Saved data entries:
___

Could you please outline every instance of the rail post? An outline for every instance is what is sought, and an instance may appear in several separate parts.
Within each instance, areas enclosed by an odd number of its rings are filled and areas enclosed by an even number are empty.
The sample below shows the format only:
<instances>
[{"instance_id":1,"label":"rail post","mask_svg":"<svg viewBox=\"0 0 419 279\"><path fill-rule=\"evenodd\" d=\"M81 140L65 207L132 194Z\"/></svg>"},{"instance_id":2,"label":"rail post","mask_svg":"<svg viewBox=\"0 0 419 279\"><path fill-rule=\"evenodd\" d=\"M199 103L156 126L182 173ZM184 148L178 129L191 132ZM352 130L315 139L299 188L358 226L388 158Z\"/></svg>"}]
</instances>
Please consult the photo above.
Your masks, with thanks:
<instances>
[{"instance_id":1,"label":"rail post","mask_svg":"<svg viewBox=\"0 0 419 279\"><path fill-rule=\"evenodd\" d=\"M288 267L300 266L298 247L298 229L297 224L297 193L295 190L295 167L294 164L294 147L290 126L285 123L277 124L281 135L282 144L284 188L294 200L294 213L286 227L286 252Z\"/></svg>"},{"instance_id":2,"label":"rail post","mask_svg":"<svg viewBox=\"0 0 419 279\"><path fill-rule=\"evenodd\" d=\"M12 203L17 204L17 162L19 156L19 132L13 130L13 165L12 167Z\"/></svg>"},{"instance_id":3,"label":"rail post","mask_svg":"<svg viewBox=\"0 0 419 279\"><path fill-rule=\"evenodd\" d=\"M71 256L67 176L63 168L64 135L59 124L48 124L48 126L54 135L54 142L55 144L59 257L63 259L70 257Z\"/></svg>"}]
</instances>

___

Work instructions =>
Render the listing above as a two-column CSV with the header row input,output, giving one row for each text in the listing and its answer. Put each text under input and its answer under output, each in one quoted field, with line breaks replaced by spaces.

Response to the task =>
input,output
"Could you please outline every instance of the rail post? An outline for every instance is what is sought, and an instance may appear in several separate parts. Within each instance, areas enclosed by an odd number of its rings are filled and areas enclosed by an even number are empty. The sample below shows the format only: <instances> [{""instance_id"":1,""label"":""rail post"",""mask_svg"":""<svg viewBox=\""0 0 419 279\""><path fill-rule=\""evenodd\"" d=\""M81 140L65 207L132 194Z\""/></svg>""},{""instance_id"":2,""label"":""rail post"",""mask_svg"":""<svg viewBox=\""0 0 419 279\""><path fill-rule=\""evenodd\"" d=\""M199 103L156 126L182 173ZM184 148L178 129L191 132ZM352 130L315 139L299 188L358 226L388 158Z\""/></svg>""}] </instances> Please consult the photo above. Your masks, with thanks:","<instances> [{""instance_id"":1,""label"":""rail post"",""mask_svg"":""<svg viewBox=\""0 0 419 279\""><path fill-rule=\""evenodd\"" d=\""M288 267L300 266L298 247L298 229L297 224L297 193L295 190L295 167L294 164L294 147L290 126L285 123L277 124L281 135L282 144L284 188L294 200L294 213L286 227L286 252Z\""/></svg>""},{""instance_id"":2,""label"":""rail post"",""mask_svg"":""<svg viewBox=\""0 0 419 279\""><path fill-rule=\""evenodd\"" d=\""M12 203L17 204L17 162L19 156L19 132L13 130L13 165L12 167Z\""/></svg>""},{""instance_id"":3,""label"":""rail post"",""mask_svg"":""<svg viewBox=\""0 0 419 279\""><path fill-rule=\""evenodd\"" d=\""M71 256L67 176L63 168L64 135L59 124L48 124L48 126L54 135L54 142L55 144L59 257L63 259L70 257Z\""/></svg>""}] </instances>"